● Exercise objective
Output only the lines below that start at the line containing "Target: road marking" and end at the line containing "Target: car front grille", with both ends kept.

--- Data for processing Enclosed Below ---

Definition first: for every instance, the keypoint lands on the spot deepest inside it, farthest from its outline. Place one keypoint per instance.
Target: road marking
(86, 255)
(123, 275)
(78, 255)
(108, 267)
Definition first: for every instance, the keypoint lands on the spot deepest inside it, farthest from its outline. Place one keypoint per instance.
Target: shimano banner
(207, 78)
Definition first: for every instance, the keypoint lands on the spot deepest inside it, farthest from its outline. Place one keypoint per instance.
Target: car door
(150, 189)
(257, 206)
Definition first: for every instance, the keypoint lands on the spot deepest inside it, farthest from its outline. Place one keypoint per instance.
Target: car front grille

--- End of Enclosed Data for processing ---
--- Data for processing Enclosed Below ---

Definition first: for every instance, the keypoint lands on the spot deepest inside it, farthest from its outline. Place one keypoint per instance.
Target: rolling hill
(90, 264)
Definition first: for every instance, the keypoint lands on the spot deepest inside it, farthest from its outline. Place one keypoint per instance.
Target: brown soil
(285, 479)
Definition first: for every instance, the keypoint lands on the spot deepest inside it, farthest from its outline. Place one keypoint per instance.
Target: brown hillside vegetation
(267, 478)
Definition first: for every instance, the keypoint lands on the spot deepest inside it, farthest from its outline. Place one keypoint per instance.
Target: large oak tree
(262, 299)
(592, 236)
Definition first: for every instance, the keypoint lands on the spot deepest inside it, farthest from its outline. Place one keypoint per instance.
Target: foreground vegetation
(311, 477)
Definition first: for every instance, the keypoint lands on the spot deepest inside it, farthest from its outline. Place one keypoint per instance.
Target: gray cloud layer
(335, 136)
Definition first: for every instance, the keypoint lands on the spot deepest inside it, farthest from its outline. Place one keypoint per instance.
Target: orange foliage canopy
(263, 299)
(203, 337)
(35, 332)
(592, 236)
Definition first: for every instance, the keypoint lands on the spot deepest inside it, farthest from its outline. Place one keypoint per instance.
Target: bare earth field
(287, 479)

--- End of Enclosed Data for processing ---

● Answer section
Target: road marking
(86, 255)
(123, 275)
(78, 255)
(108, 267)
Definition first: for every instance, the keypoint lands on the spot deepest inside it, farthest from its outline. Place one keypoint per instance.
Target: shimano banner
(207, 78)
Definition first: for every instance, the keypoint lands on the spot deepest inside it, farthest from its outline. Place one keypoint per instance.
Target: car door
(150, 189)
(257, 206)
Definition first: for every instance, the keypoint lands on the spot deepest inside it, farthest from its outline. Place one keypoint per instance.
Target: car front grille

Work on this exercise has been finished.